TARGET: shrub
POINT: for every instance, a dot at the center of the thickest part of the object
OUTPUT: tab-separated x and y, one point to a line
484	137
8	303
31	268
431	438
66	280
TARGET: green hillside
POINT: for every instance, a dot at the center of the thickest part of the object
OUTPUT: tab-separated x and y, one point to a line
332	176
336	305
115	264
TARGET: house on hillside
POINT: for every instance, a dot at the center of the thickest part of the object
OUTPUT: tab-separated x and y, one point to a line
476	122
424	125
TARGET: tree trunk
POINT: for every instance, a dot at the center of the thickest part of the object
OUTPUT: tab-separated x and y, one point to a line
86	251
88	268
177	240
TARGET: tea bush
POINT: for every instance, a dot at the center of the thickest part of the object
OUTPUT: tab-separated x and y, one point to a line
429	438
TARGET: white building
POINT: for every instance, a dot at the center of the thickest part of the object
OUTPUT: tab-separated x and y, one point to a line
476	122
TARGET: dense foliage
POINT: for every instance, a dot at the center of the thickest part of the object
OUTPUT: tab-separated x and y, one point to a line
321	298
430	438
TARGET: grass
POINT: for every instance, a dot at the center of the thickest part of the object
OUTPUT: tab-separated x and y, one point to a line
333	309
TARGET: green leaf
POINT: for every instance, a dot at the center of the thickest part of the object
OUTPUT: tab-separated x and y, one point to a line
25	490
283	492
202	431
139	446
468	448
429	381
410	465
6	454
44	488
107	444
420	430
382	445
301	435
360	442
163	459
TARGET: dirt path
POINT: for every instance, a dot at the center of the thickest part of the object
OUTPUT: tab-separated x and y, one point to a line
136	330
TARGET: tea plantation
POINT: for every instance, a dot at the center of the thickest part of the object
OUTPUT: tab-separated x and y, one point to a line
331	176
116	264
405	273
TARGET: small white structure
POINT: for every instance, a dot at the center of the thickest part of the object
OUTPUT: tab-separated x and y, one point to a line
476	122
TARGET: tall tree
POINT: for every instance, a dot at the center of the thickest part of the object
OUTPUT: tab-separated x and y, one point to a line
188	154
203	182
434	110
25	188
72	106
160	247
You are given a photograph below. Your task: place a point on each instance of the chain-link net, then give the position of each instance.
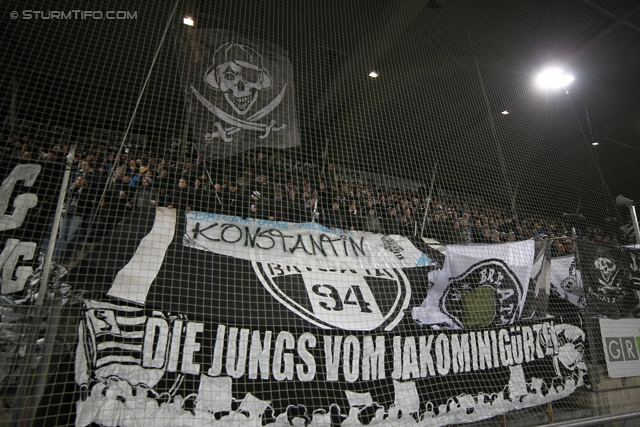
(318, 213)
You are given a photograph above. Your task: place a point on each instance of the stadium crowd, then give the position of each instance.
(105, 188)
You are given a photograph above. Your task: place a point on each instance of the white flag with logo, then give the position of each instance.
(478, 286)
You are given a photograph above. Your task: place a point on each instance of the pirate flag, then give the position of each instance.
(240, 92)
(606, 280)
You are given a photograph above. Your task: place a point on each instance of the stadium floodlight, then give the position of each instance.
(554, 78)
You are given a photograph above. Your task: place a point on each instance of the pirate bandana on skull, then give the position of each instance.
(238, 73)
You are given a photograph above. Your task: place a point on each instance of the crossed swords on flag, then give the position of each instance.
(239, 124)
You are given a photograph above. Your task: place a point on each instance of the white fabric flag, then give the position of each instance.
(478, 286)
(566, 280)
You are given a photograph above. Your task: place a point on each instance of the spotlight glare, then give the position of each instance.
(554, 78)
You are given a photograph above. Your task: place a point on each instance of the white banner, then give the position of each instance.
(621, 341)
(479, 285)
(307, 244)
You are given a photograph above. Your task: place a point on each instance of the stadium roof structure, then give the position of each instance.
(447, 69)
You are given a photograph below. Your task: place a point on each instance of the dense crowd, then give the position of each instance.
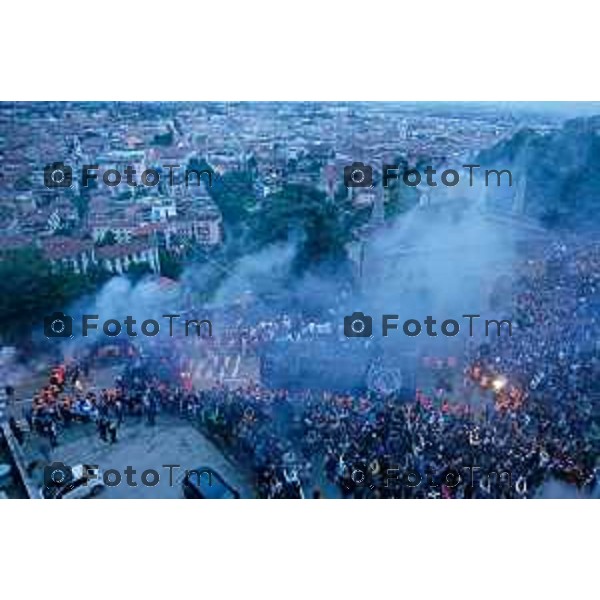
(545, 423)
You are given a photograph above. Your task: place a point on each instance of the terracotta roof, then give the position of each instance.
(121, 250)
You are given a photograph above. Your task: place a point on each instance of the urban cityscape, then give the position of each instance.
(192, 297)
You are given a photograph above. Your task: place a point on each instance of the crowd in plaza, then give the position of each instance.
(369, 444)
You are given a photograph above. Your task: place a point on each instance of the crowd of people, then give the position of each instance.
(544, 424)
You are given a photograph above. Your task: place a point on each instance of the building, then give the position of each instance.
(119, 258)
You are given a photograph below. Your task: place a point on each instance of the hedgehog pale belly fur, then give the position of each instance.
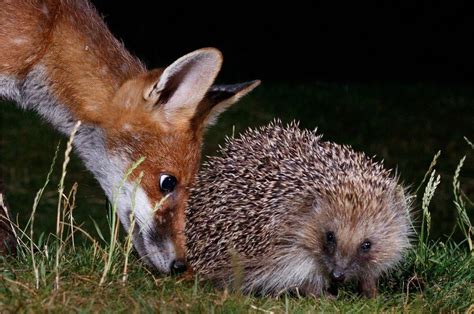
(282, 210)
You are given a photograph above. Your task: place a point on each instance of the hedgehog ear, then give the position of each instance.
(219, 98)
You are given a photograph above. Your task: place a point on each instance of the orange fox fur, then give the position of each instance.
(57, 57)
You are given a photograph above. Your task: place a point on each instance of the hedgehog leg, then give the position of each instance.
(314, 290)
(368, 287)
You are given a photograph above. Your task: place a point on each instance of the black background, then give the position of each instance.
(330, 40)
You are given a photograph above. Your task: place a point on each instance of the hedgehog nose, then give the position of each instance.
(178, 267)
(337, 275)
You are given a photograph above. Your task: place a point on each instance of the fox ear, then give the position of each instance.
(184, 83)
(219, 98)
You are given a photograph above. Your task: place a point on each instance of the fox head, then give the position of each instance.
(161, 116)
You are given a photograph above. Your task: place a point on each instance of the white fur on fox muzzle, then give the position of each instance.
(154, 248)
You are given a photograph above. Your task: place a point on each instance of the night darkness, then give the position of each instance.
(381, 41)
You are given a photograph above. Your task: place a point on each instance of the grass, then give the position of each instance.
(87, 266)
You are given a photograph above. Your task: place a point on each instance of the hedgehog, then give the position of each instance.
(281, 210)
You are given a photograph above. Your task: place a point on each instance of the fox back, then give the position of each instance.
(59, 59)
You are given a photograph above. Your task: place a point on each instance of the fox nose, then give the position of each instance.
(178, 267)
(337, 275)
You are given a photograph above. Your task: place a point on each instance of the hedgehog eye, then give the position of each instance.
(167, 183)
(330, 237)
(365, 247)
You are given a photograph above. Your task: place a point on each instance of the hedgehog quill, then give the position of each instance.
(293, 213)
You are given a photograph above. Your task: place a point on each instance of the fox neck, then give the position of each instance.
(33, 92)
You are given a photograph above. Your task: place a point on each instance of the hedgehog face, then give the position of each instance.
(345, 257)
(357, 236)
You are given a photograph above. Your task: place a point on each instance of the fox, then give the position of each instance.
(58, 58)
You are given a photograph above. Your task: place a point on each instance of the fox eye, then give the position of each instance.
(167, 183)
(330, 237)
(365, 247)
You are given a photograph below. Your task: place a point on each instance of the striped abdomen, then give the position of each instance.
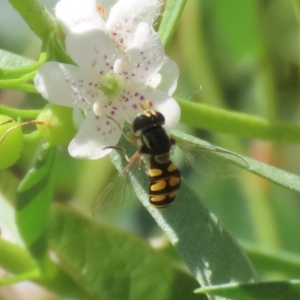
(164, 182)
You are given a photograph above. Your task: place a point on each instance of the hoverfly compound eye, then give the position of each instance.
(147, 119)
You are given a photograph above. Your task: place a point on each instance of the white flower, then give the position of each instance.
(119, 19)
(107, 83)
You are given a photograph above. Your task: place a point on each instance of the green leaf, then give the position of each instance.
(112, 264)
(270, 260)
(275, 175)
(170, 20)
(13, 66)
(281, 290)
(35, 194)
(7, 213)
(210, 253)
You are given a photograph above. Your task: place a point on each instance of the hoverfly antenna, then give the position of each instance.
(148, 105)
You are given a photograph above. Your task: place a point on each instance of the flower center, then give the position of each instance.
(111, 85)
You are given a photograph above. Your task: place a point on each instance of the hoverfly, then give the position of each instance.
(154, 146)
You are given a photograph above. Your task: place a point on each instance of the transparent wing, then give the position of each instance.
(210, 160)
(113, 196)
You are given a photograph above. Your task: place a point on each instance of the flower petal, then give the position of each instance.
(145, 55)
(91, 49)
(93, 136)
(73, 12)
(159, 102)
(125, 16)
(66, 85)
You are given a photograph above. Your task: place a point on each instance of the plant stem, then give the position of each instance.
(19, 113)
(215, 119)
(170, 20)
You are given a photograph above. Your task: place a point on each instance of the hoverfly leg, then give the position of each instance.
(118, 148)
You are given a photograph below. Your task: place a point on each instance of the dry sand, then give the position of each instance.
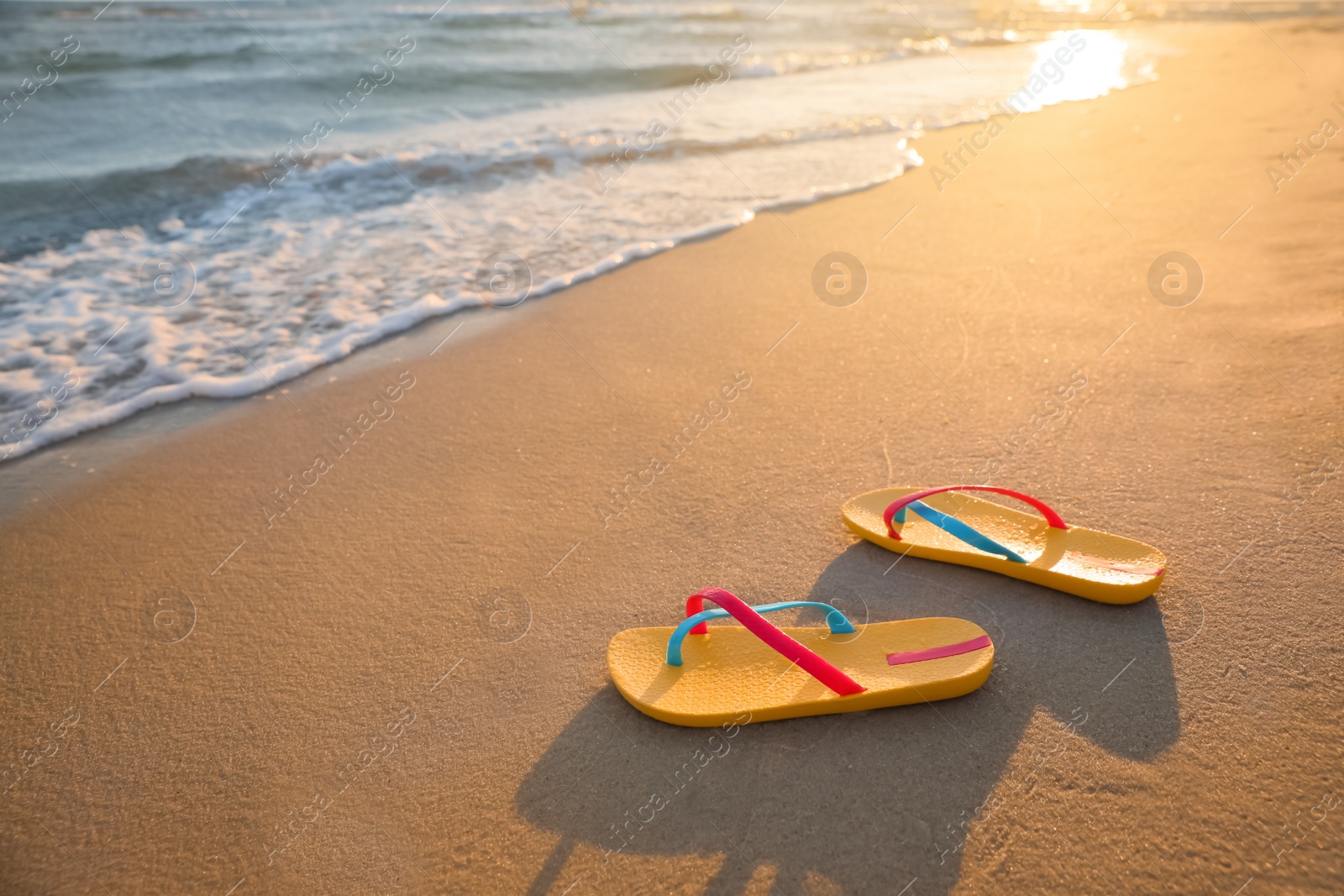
*-*-*
▶ _WORK TASK_: How many lines of the material above contain the word "hillside"? Answer with the number only.

▶ _ANSWER FOR THE TASK_: 2